Producers need to leverage technology, such as quantum-inspired optimization services, that offers hundreds, even thousands, of times the speed and accuracy compared to the current state of classical computing systems. This enables the ability to navigate energy market volatility, reduce risk, and transform complex business processes.
This type of technology allows for faster optimization, which means more frequency in rebalancing of portfolios, improving returns, and reducing risk. A greater optimization scope enables better decisions to be made to improve portfolio performance.
3. Infrastructure and Asset Inspection
Scanning assets and infrastructure can be time consuming, requiring days based on manual screening processes. For producers of both fossil fuels and renewable sources, many aspects of day-to-day operations are still largely manual.
That’s especially true when it comes to inspecting infrastructure and assets, such as wind turbines or pipeline welds. These efforts are critical to protect assets, workers and communities, and avoid potentially catastrophic environmental disasters.
But relying solely on human evaluation carries longer timelines and higher costs. With new advances in nondestructive testing (NDT) and AI-based image recognition, energy companies can significantly reduce maintenance costs. Through the use of automated analysis of 2D/3D images, sensor data (vibration, ultrasound) and X-rays, defects can quickly and reliably be identified. AI recognition models can be adapted as changing requirements arise.
4. Storage Optimization
Midstream companies need to meet contractual obligations of clients by storing different types and certain amounts of products. Several storage options exist for midstream companies, including storage that can only hold one type of product, and underground storage that can store more than one type of compatible products. In addition to this, it is possible to transfer products from one storage area to another and at a certain transfer cost, as well as potential cleaning costs.
The complexity of routing and storage of oil and gas from upstream to downstream, through pipeline, rail, trucks and reservoirs, all while trying to manage costs and maximize profits, can get cumbersome. Storage challenges can be addressed through real-time scheduling using quantum-inspired optimization services to effectively maximize revenues, with the potential to improve cost savings upward of 25 percent.

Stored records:

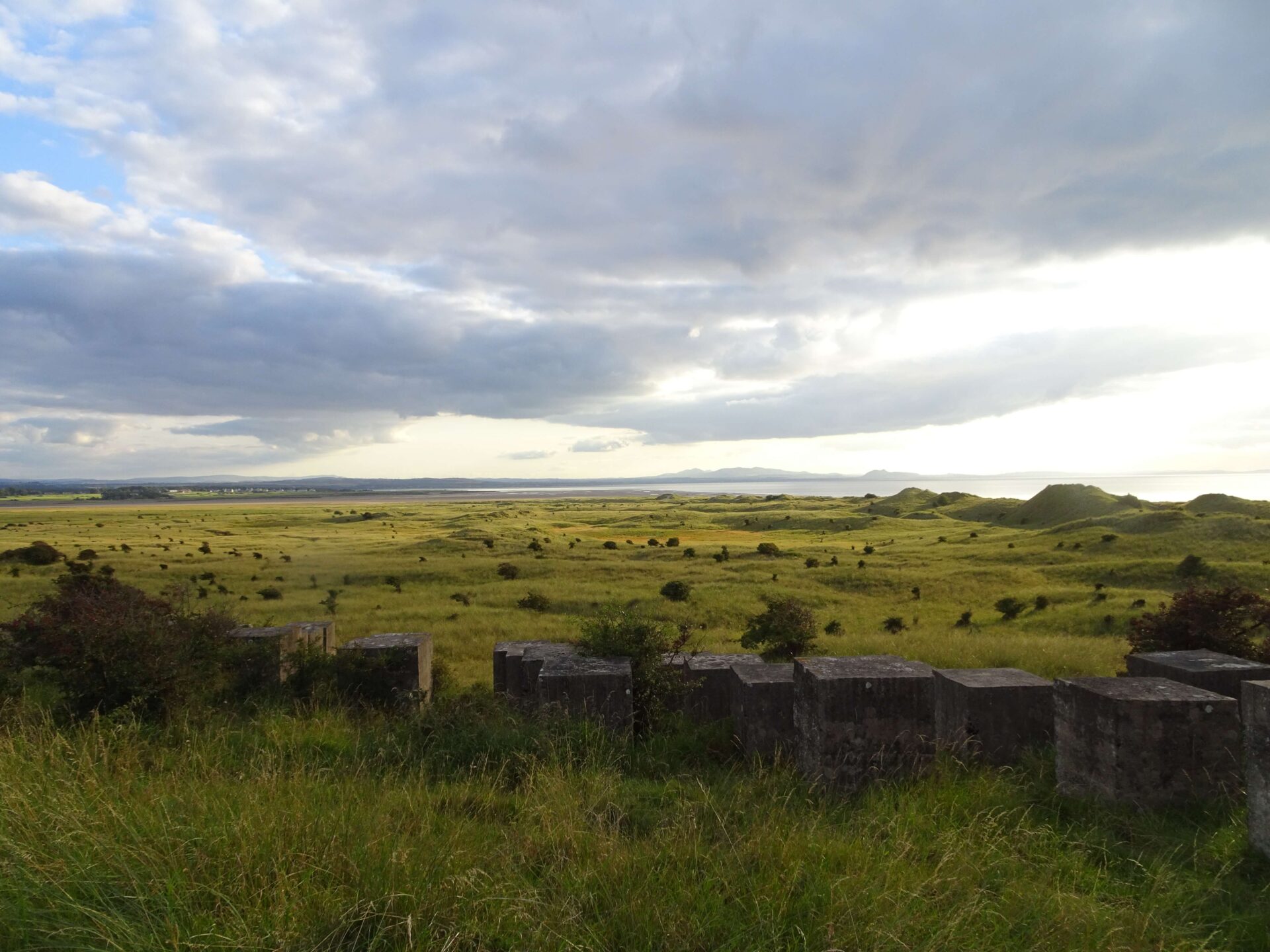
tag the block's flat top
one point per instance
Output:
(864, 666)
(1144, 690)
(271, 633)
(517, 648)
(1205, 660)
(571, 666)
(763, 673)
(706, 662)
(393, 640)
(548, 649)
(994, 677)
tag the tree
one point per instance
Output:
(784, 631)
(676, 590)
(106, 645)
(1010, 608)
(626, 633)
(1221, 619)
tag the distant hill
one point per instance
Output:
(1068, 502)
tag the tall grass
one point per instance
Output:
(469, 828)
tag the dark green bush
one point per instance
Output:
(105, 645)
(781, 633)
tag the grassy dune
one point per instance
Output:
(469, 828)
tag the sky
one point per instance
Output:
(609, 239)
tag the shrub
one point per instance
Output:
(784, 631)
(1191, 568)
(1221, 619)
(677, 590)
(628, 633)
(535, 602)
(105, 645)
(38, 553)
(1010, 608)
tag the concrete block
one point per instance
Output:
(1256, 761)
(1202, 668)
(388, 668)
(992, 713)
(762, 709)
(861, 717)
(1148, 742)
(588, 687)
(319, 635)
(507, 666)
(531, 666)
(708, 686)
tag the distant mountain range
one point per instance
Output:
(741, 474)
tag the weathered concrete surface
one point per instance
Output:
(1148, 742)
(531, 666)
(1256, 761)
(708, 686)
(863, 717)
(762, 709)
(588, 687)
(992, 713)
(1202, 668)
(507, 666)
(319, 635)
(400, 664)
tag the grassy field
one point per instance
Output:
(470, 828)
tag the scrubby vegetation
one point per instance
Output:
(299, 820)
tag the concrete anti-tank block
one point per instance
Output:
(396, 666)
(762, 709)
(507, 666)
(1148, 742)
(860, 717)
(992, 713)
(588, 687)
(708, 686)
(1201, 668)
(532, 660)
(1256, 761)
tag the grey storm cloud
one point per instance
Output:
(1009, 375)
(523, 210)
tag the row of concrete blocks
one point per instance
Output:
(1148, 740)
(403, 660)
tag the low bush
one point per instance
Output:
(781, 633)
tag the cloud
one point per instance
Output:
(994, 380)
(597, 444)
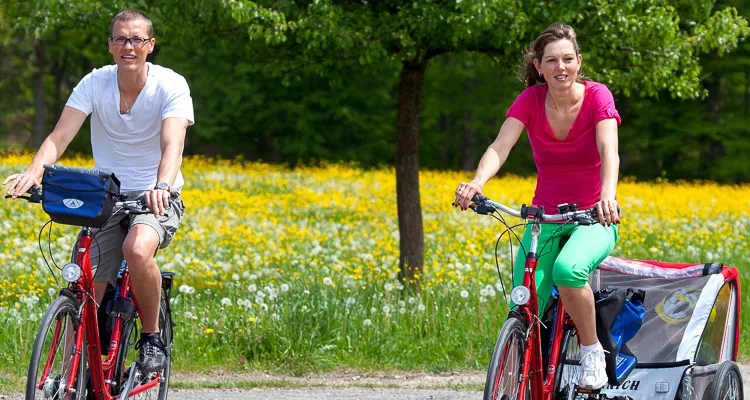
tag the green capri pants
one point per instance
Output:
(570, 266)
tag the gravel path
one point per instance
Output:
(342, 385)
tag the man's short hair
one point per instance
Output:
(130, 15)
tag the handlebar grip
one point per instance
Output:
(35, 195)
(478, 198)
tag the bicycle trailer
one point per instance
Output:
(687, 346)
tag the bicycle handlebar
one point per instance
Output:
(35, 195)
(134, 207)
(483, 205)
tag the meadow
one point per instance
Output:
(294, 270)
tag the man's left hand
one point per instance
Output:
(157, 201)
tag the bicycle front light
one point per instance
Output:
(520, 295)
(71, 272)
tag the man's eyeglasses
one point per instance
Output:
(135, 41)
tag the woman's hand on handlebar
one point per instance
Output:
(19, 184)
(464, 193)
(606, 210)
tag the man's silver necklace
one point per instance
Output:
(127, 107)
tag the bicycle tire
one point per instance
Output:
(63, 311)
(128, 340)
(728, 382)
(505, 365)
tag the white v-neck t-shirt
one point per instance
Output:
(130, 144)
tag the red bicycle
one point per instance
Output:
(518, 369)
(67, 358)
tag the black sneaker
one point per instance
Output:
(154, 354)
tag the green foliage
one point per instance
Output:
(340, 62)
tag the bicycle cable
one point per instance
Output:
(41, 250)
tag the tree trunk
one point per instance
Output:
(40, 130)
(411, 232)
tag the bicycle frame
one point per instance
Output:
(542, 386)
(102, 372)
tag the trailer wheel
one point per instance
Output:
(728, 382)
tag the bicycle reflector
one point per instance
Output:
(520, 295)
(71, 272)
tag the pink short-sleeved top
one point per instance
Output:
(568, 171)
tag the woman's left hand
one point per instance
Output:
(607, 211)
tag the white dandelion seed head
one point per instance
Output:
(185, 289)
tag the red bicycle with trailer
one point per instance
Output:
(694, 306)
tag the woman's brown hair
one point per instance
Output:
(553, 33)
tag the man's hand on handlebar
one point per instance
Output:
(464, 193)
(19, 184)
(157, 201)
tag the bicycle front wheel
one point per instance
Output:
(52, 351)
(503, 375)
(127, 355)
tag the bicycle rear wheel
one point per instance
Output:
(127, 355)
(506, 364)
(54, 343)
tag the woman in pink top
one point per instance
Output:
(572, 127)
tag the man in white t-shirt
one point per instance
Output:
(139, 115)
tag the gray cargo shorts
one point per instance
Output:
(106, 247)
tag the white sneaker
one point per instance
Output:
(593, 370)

--

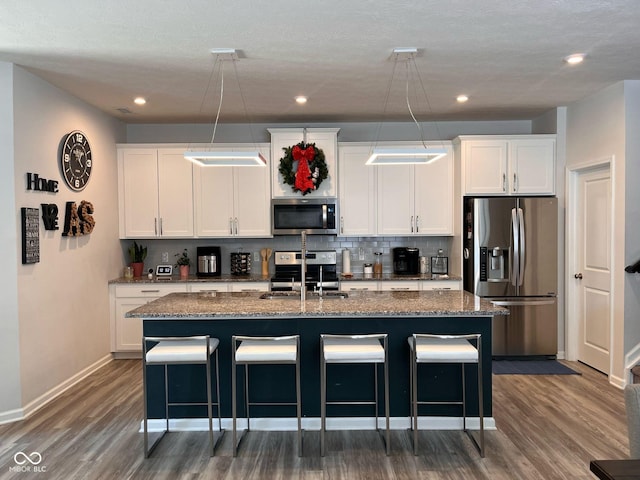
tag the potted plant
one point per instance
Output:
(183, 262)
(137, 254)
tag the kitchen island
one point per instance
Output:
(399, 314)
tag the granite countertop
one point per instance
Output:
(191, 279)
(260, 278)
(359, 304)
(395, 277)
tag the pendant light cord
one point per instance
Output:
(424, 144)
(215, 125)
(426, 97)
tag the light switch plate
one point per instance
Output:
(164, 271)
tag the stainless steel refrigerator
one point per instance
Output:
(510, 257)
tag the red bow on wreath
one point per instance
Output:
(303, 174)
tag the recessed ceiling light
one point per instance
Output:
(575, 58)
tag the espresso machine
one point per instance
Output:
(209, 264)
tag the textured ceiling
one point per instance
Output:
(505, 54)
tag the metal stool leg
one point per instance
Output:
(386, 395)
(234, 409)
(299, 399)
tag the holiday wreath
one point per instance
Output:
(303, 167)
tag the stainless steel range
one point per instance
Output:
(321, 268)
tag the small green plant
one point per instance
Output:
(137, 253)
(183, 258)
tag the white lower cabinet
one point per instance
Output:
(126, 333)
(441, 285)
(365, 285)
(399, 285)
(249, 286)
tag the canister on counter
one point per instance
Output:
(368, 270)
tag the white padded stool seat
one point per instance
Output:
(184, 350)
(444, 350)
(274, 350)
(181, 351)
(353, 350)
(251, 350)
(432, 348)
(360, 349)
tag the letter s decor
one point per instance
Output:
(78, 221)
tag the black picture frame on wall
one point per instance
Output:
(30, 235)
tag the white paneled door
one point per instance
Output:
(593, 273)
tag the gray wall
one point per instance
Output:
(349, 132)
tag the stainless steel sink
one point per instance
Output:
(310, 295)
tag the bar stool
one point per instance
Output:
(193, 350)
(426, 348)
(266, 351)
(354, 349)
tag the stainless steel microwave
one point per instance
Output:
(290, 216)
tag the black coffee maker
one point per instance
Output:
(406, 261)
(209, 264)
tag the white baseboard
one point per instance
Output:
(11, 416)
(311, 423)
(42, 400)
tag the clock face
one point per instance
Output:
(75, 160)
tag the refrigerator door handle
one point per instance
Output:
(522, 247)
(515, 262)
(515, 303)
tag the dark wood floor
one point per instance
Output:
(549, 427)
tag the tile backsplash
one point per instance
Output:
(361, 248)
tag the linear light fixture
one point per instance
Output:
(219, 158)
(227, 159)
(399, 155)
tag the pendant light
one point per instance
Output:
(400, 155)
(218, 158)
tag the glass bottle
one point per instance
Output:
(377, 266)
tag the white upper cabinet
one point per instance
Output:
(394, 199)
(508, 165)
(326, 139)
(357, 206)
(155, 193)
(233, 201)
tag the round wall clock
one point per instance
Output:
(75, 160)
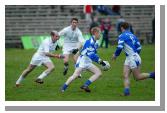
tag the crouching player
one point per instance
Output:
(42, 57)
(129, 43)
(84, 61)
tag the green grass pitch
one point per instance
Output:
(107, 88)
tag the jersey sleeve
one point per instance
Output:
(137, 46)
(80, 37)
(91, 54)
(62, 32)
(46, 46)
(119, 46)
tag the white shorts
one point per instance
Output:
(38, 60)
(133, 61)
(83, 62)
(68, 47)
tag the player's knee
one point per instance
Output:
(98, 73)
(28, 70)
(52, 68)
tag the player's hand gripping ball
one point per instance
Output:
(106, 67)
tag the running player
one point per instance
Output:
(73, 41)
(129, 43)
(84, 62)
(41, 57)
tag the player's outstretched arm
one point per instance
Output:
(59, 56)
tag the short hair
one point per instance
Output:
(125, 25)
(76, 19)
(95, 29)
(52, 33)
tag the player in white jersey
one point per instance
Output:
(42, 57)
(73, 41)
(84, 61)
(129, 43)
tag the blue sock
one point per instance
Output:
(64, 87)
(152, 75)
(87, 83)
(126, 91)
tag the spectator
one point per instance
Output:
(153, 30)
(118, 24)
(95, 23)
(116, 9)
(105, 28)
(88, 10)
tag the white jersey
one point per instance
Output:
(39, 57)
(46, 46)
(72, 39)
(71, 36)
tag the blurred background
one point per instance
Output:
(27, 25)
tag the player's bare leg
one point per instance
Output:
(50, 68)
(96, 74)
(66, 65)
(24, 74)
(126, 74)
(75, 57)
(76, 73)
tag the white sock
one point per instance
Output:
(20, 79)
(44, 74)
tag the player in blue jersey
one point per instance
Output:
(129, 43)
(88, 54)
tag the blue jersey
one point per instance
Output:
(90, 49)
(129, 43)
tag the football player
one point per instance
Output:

...

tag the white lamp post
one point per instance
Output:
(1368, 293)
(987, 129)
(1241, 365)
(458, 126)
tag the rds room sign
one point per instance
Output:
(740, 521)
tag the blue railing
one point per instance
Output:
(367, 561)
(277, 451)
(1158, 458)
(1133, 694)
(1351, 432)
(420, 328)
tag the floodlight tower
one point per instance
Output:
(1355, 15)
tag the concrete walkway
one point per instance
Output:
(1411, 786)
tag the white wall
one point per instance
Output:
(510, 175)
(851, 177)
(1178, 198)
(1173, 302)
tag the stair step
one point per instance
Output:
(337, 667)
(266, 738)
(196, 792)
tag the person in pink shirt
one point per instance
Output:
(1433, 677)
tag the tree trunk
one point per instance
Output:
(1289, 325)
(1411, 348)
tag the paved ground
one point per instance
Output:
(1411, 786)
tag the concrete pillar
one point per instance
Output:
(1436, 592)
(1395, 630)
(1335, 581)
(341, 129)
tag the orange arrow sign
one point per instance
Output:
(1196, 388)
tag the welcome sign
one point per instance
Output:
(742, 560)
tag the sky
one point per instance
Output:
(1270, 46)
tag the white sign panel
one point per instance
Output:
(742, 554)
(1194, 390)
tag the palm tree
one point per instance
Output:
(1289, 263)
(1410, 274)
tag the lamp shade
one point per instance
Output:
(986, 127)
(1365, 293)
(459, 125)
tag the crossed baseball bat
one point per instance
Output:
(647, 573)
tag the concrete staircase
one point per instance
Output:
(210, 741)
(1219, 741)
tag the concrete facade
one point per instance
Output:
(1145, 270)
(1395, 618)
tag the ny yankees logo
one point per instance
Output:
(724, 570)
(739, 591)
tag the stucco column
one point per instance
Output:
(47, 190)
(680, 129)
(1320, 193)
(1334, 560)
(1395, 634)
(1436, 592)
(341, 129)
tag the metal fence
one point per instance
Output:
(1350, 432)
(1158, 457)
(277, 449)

### REQUIRED WORK
- A) Return, word for word, the portion of the energy technology article starting at "That’s especially true" and ending at "changing requirements arise.".
- B) Carry the article on technology for energy companies forward from the point where it stops.

### ANSWERS FOR THIS EXERCISE
- A)
That’s especially true when it comes to inspecting infrastructure and assets, such as wind turbines or pipeline welds. These efforts are critical to protect assets, workers and communities, and avoid potentially catastrophic environmental disasters.
But relying solely on human evaluation carries longer timelines and higher costs. With new advances in nondestructive testing (NDT) and AI-based image recognition, energy companies can significantly reduce maintenance costs. Through the use of automated analysis of 2D/3D images, sensor data (vibration, ultrasound) and X-rays, defects can quickly and reliably be identified. AI recognition models can be adapted as changing requirements arise.

- B)
5. Refinery Production Scheduling (RPS)
RPS is all about understanding, modeling, and solving production problems inside a very complex environment – one that must account for the management of timing, sizing, allocation, and sequencing decisions in a connected and nonlinear world. Refineries must balance optimization trade-offs, processing models, and complex blending in parallel with many technical, economic, environmental, and commercial constraints.
RPS can become complicated and costly from a time and resource perspective when only tackled manually. Quantum-inspired optimization services can drastically improve scheduling efficiency through the use of algorithms designed to account for all critical factors necessary for scheduling. They will assess the combinatorial optimization problems and will rapidly calculate the most efficient scheduling solution. This can result in large cost savings and improved oil feeds.
The time to embrace digital transformation is now, especially as we navigate a new normal during and after COVID-19. By harnessing new digital investments in people, training, and technology, energy producers can reimagine their operational models, which will pay dividends and benefit ROI well into the future, moving their businesses and balance sheets toward more sustainable footing.